Required work:
Your answer must consist of one number: how many lines in the records contain "blurred".

Provided records:
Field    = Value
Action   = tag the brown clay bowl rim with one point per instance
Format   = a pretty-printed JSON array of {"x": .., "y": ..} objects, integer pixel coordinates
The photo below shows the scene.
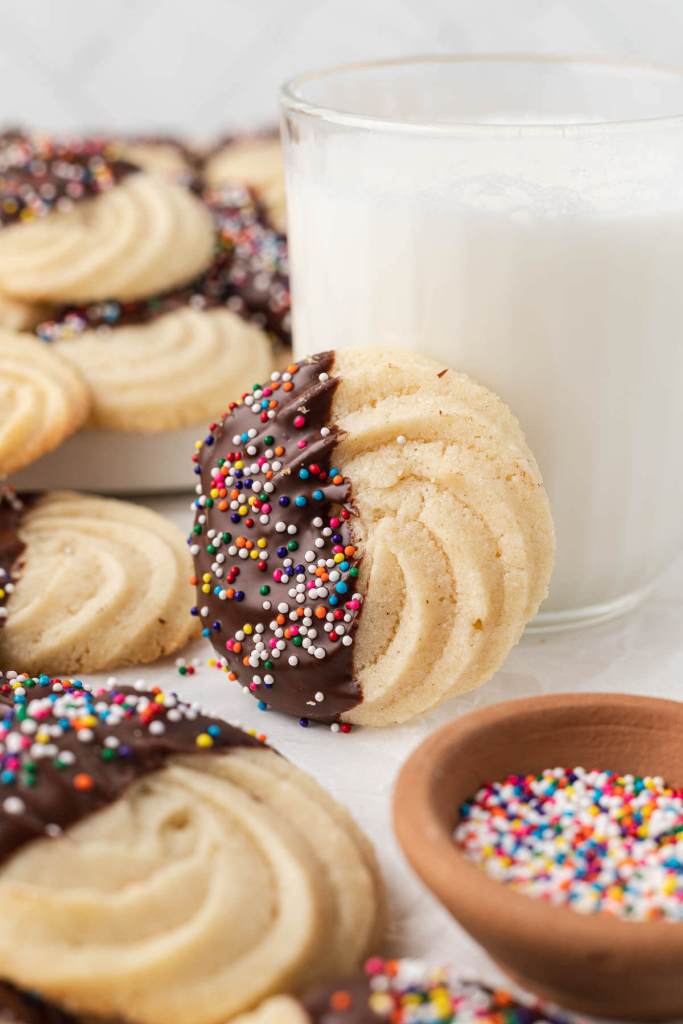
[{"x": 426, "y": 838}]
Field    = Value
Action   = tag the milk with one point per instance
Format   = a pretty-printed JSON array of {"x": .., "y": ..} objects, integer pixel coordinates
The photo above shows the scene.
[{"x": 549, "y": 270}]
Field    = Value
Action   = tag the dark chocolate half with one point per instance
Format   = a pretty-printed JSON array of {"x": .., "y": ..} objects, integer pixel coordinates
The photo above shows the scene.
[
  {"x": 39, "y": 174},
  {"x": 22, "y": 1008},
  {"x": 275, "y": 564},
  {"x": 67, "y": 751},
  {"x": 391, "y": 993},
  {"x": 249, "y": 275},
  {"x": 12, "y": 510}
]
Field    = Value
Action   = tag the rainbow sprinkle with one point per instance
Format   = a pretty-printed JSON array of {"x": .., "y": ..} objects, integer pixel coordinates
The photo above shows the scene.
[
  {"x": 39, "y": 174},
  {"x": 593, "y": 841},
  {"x": 408, "y": 991}
]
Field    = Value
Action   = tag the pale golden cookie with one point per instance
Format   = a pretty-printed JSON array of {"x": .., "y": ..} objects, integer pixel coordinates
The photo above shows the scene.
[
  {"x": 99, "y": 584},
  {"x": 256, "y": 162},
  {"x": 17, "y": 315},
  {"x": 172, "y": 372},
  {"x": 44, "y": 399},
  {"x": 138, "y": 238},
  {"x": 407, "y": 538},
  {"x": 194, "y": 896}
]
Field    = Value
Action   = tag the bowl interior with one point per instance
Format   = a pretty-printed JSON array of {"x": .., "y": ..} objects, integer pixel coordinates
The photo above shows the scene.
[
  {"x": 640, "y": 736},
  {"x": 595, "y": 964}
]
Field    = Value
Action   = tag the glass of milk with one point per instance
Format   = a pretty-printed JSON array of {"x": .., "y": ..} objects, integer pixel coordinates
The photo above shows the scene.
[{"x": 520, "y": 219}]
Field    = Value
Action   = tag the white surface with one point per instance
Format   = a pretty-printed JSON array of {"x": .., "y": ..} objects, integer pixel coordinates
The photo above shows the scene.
[
  {"x": 546, "y": 265},
  {"x": 641, "y": 653},
  {"x": 204, "y": 66},
  {"x": 116, "y": 462}
]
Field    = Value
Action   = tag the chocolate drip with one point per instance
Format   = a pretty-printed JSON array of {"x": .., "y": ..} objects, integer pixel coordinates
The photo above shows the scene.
[
  {"x": 40, "y": 174},
  {"x": 12, "y": 510},
  {"x": 269, "y": 491},
  {"x": 20, "y": 1008},
  {"x": 249, "y": 275},
  {"x": 67, "y": 752}
]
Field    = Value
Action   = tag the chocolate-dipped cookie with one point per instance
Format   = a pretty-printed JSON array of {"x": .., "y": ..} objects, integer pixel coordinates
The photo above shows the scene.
[
  {"x": 79, "y": 224},
  {"x": 372, "y": 535},
  {"x": 255, "y": 161},
  {"x": 146, "y": 864},
  {"x": 169, "y": 360}
]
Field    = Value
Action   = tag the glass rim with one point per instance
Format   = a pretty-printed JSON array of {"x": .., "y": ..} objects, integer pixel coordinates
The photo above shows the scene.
[{"x": 292, "y": 98}]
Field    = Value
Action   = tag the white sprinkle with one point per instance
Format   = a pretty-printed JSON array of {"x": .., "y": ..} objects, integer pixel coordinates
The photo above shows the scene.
[{"x": 13, "y": 805}]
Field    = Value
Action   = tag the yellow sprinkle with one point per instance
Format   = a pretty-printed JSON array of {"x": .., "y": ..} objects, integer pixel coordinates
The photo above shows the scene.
[{"x": 380, "y": 1004}]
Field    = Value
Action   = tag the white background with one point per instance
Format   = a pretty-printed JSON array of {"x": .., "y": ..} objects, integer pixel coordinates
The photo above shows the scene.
[{"x": 202, "y": 66}]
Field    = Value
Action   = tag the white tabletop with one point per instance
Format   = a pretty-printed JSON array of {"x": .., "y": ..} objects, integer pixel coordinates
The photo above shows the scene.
[{"x": 639, "y": 653}]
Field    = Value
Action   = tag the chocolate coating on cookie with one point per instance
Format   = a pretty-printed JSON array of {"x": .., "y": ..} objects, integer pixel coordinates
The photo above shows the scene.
[
  {"x": 275, "y": 563},
  {"x": 249, "y": 275},
  {"x": 20, "y": 1008},
  {"x": 67, "y": 752},
  {"x": 345, "y": 1003},
  {"x": 404, "y": 990},
  {"x": 12, "y": 509},
  {"x": 40, "y": 174}
]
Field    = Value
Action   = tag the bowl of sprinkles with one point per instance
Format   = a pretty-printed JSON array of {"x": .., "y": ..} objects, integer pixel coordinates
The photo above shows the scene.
[{"x": 552, "y": 829}]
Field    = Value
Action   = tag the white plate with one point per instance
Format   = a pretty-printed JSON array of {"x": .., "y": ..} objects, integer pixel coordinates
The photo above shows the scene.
[{"x": 115, "y": 462}]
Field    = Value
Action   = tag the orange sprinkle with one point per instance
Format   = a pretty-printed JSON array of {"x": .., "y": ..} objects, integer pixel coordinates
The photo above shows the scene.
[{"x": 340, "y": 1000}]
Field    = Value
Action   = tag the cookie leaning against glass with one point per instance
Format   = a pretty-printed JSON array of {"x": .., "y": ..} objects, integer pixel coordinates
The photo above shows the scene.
[
  {"x": 147, "y": 865},
  {"x": 372, "y": 535}
]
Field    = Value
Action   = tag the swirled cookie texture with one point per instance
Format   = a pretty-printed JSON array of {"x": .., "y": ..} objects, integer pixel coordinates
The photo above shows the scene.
[
  {"x": 138, "y": 237},
  {"x": 44, "y": 399},
  {"x": 89, "y": 584},
  {"x": 372, "y": 536},
  {"x": 257, "y": 162},
  {"x": 170, "y": 359},
  {"x": 171, "y": 372},
  {"x": 150, "y": 869}
]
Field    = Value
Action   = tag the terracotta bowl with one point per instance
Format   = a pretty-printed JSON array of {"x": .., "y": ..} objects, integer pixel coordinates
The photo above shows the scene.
[{"x": 593, "y": 964}]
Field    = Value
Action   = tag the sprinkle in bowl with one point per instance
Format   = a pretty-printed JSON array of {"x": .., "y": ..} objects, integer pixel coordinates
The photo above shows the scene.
[{"x": 597, "y": 963}]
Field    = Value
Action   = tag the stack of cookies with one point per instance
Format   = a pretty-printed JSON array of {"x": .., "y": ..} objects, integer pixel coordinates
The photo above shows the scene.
[
  {"x": 165, "y": 290},
  {"x": 135, "y": 300}
]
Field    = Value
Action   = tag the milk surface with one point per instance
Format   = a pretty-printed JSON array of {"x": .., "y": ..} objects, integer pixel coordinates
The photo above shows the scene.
[{"x": 552, "y": 274}]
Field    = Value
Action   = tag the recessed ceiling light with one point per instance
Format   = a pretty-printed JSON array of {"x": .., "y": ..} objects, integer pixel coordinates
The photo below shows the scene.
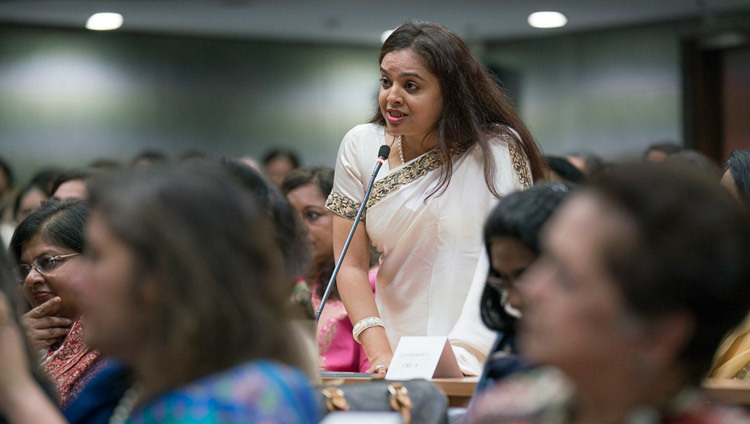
[
  {"x": 384, "y": 36},
  {"x": 547, "y": 19},
  {"x": 104, "y": 21}
]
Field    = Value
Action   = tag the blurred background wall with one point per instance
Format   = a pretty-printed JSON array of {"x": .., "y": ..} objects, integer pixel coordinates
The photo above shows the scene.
[{"x": 69, "y": 96}]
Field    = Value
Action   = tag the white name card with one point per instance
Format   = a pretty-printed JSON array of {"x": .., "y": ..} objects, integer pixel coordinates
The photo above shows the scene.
[{"x": 423, "y": 357}]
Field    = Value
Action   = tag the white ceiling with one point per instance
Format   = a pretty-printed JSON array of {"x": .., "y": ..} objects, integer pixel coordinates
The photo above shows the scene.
[{"x": 358, "y": 21}]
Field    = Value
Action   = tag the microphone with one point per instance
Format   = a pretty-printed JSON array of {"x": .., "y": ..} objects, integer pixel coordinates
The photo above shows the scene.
[{"x": 382, "y": 157}]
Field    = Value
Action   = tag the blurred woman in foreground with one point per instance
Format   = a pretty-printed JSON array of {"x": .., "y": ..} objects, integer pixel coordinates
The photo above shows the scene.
[
  {"x": 183, "y": 282},
  {"x": 640, "y": 276}
]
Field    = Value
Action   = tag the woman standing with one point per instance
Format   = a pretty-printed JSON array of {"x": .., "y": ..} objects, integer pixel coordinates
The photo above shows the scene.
[{"x": 457, "y": 147}]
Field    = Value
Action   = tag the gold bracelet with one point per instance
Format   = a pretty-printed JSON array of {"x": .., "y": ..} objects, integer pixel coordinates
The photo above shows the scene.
[{"x": 364, "y": 324}]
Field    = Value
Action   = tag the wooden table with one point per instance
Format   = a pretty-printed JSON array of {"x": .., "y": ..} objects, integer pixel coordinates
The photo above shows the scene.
[{"x": 458, "y": 390}]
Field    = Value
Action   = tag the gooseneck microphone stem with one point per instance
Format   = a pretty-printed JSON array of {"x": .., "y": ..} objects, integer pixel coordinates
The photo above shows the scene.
[{"x": 382, "y": 157}]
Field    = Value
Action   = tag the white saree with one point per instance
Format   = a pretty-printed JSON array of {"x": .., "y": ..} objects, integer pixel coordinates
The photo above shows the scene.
[{"x": 433, "y": 264}]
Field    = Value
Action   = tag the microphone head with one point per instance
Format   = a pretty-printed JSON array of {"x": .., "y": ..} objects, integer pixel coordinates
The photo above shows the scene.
[{"x": 384, "y": 152}]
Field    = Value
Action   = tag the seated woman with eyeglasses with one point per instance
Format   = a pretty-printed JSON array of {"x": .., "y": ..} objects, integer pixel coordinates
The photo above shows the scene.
[
  {"x": 511, "y": 236},
  {"x": 47, "y": 245}
]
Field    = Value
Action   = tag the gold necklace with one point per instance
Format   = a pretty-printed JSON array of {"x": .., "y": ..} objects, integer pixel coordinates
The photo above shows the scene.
[{"x": 401, "y": 150}]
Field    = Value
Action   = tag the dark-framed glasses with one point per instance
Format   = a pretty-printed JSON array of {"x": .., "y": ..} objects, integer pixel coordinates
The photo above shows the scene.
[{"x": 42, "y": 264}]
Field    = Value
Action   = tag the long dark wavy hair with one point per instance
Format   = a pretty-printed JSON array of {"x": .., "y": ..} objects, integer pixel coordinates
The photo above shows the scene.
[{"x": 474, "y": 108}]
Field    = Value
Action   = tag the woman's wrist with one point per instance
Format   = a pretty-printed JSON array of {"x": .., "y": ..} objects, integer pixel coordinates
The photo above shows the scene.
[{"x": 364, "y": 324}]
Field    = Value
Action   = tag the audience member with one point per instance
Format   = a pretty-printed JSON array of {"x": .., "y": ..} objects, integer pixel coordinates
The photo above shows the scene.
[
  {"x": 639, "y": 277},
  {"x": 6, "y": 184},
  {"x": 28, "y": 200},
  {"x": 736, "y": 178},
  {"x": 149, "y": 157},
  {"x": 47, "y": 246},
  {"x": 290, "y": 232},
  {"x": 732, "y": 359},
  {"x": 183, "y": 282},
  {"x": 657, "y": 152},
  {"x": 511, "y": 236},
  {"x": 692, "y": 159},
  {"x": 278, "y": 163},
  {"x": 291, "y": 237},
  {"x": 70, "y": 185},
  {"x": 457, "y": 146},
  {"x": 23, "y": 399},
  {"x": 307, "y": 190}
]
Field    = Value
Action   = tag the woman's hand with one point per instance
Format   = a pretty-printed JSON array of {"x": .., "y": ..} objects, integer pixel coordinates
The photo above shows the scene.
[
  {"x": 379, "y": 364},
  {"x": 42, "y": 327}
]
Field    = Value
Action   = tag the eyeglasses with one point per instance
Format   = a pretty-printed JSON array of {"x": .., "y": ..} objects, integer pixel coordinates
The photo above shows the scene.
[{"x": 42, "y": 264}]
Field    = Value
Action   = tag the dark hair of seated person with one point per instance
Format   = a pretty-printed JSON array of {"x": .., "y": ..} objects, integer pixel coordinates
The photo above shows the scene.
[
  {"x": 209, "y": 253},
  {"x": 738, "y": 165},
  {"x": 322, "y": 178},
  {"x": 60, "y": 222},
  {"x": 290, "y": 232}
]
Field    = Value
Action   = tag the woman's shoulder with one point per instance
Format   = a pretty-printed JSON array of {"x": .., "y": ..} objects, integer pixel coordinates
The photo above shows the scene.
[{"x": 256, "y": 391}]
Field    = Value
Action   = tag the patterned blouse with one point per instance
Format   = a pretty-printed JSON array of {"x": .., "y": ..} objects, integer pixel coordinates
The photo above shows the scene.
[
  {"x": 67, "y": 365},
  {"x": 259, "y": 391}
]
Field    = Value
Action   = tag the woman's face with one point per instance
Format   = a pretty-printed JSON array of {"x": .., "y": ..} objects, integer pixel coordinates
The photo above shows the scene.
[
  {"x": 40, "y": 287},
  {"x": 104, "y": 290},
  {"x": 574, "y": 315},
  {"x": 410, "y": 97},
  {"x": 30, "y": 202},
  {"x": 509, "y": 258},
  {"x": 310, "y": 204}
]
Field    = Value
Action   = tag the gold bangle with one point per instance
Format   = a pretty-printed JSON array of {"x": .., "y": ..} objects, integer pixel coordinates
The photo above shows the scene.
[{"x": 364, "y": 324}]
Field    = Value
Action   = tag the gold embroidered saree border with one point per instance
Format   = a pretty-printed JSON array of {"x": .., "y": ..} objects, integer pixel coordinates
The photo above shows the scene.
[
  {"x": 343, "y": 206},
  {"x": 347, "y": 208},
  {"x": 408, "y": 174},
  {"x": 519, "y": 164}
]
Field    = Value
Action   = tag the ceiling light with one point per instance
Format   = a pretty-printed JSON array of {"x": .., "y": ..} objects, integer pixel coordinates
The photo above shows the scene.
[
  {"x": 547, "y": 20},
  {"x": 384, "y": 36},
  {"x": 104, "y": 21}
]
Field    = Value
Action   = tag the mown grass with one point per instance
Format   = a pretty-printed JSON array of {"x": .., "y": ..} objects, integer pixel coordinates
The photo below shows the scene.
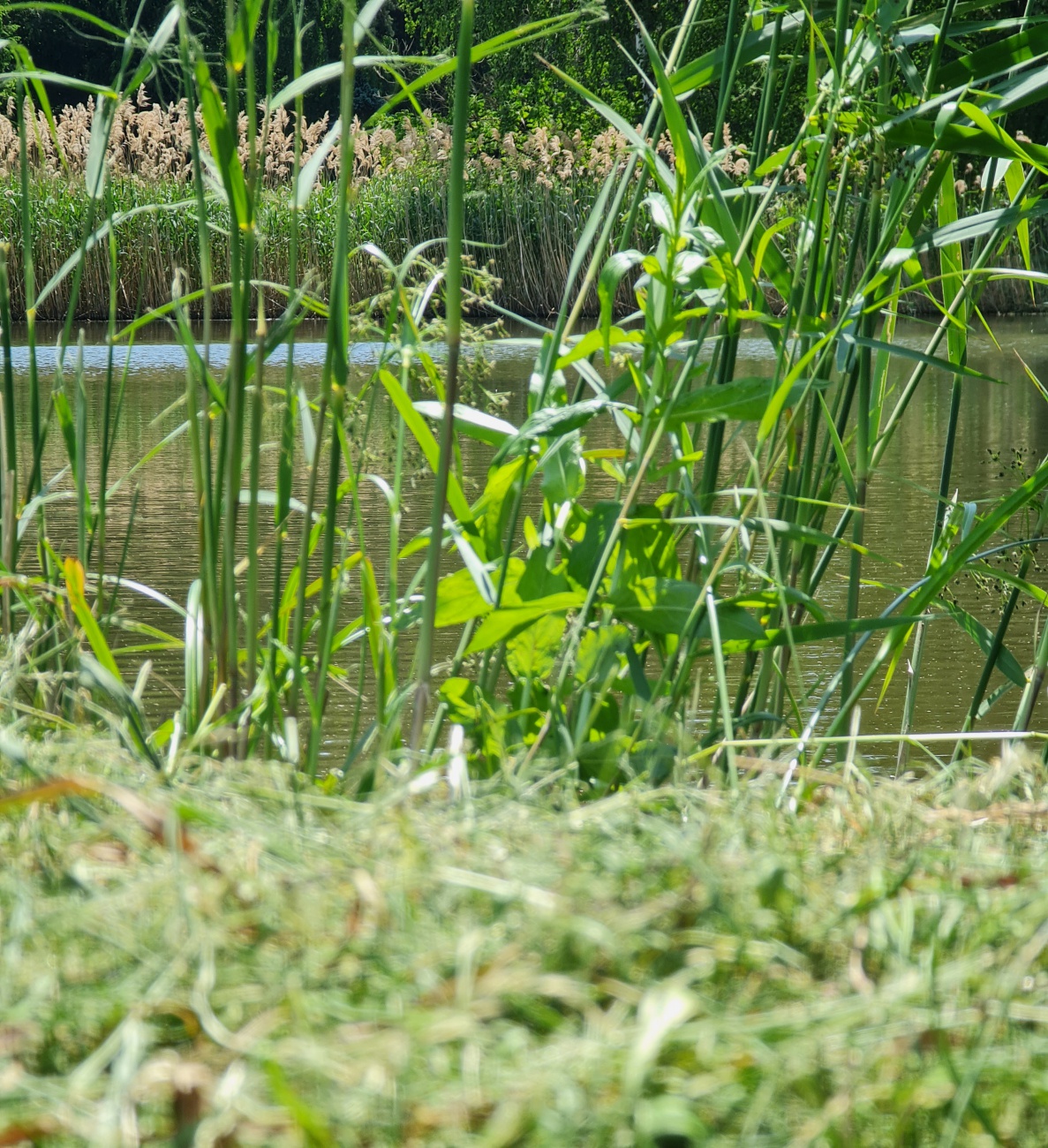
[{"x": 863, "y": 965}]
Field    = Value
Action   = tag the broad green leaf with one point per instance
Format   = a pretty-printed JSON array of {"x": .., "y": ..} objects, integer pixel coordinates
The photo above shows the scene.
[
  {"x": 504, "y": 623},
  {"x": 664, "y": 607},
  {"x": 475, "y": 424},
  {"x": 742, "y": 400},
  {"x": 612, "y": 274},
  {"x": 88, "y": 623},
  {"x": 423, "y": 435},
  {"x": 534, "y": 651},
  {"x": 562, "y": 471}
]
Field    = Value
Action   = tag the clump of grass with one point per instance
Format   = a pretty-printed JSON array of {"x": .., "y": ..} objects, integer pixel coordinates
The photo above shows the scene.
[{"x": 228, "y": 957}]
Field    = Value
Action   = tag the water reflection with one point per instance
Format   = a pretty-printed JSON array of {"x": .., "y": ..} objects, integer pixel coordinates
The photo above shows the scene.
[{"x": 1002, "y": 433}]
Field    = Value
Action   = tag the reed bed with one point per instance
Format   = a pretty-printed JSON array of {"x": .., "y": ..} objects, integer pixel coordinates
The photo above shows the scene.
[{"x": 595, "y": 857}]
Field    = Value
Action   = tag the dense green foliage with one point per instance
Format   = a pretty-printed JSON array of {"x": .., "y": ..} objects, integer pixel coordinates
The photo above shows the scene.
[{"x": 577, "y": 868}]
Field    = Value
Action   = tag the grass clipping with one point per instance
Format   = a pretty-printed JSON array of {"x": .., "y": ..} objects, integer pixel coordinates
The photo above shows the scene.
[{"x": 222, "y": 961}]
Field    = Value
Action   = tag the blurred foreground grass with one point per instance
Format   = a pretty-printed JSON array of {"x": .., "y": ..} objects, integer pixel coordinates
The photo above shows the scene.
[{"x": 222, "y": 961}]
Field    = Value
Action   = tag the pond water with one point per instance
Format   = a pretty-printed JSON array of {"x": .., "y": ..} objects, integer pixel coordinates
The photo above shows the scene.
[{"x": 1002, "y": 433}]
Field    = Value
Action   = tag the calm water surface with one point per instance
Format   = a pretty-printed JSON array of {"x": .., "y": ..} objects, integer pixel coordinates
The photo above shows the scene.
[{"x": 1002, "y": 433}]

Response area:
3